TO DO:
Everything from the line containing "output [[438, 466]]." through the line containing "output [[567, 385]]." should be repeated exactly, and nothing else from the data.

MATERIAL FOR THIS EXERCISE:

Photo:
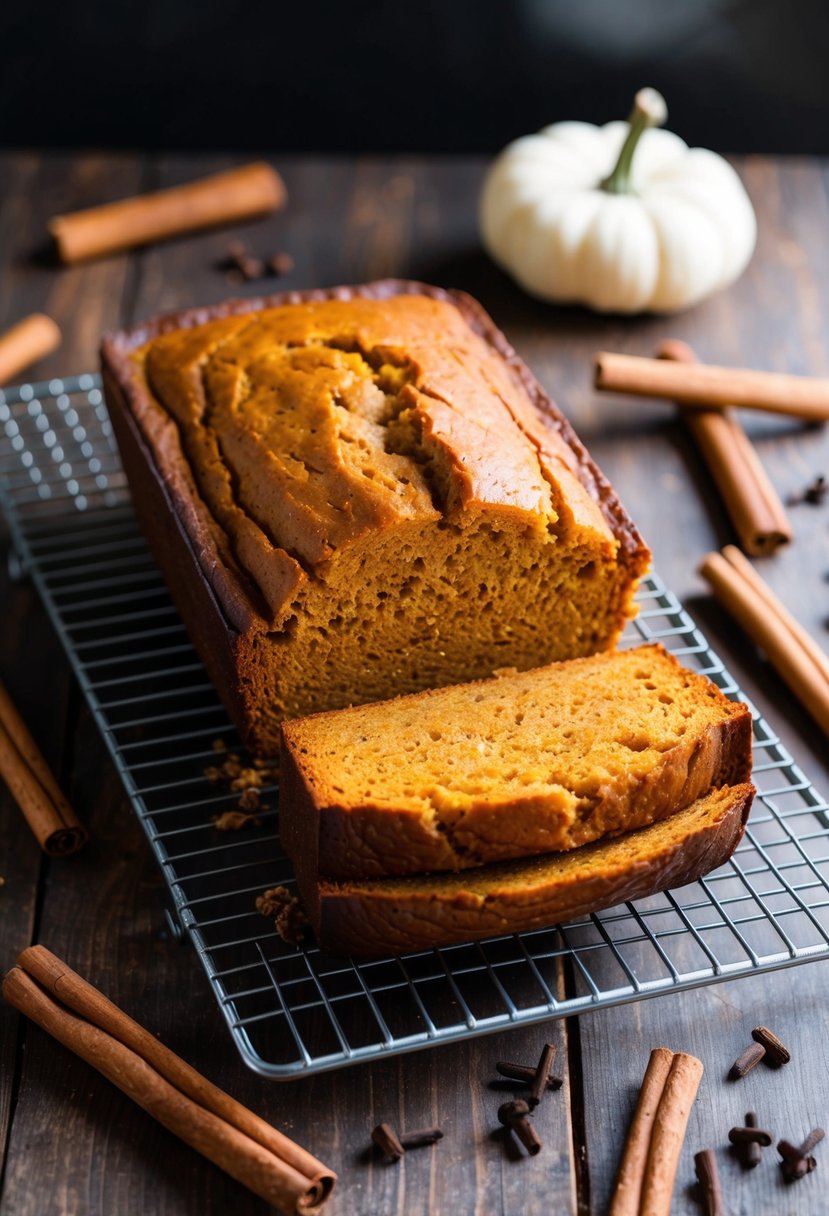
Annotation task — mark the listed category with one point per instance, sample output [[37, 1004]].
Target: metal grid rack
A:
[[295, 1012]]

--

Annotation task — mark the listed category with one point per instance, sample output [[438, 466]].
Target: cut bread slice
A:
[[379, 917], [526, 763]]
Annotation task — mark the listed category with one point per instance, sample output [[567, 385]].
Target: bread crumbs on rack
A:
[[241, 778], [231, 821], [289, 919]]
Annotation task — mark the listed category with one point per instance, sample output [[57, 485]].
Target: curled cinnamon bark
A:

RESPONSE AREA:
Annotation task — mark the listed category with one point per instance, sample output [[438, 466]].
Target: cut bread slice
A:
[[379, 917], [526, 763]]
Annotation task — mark the listed category with one point per instance, sample output [[567, 385]].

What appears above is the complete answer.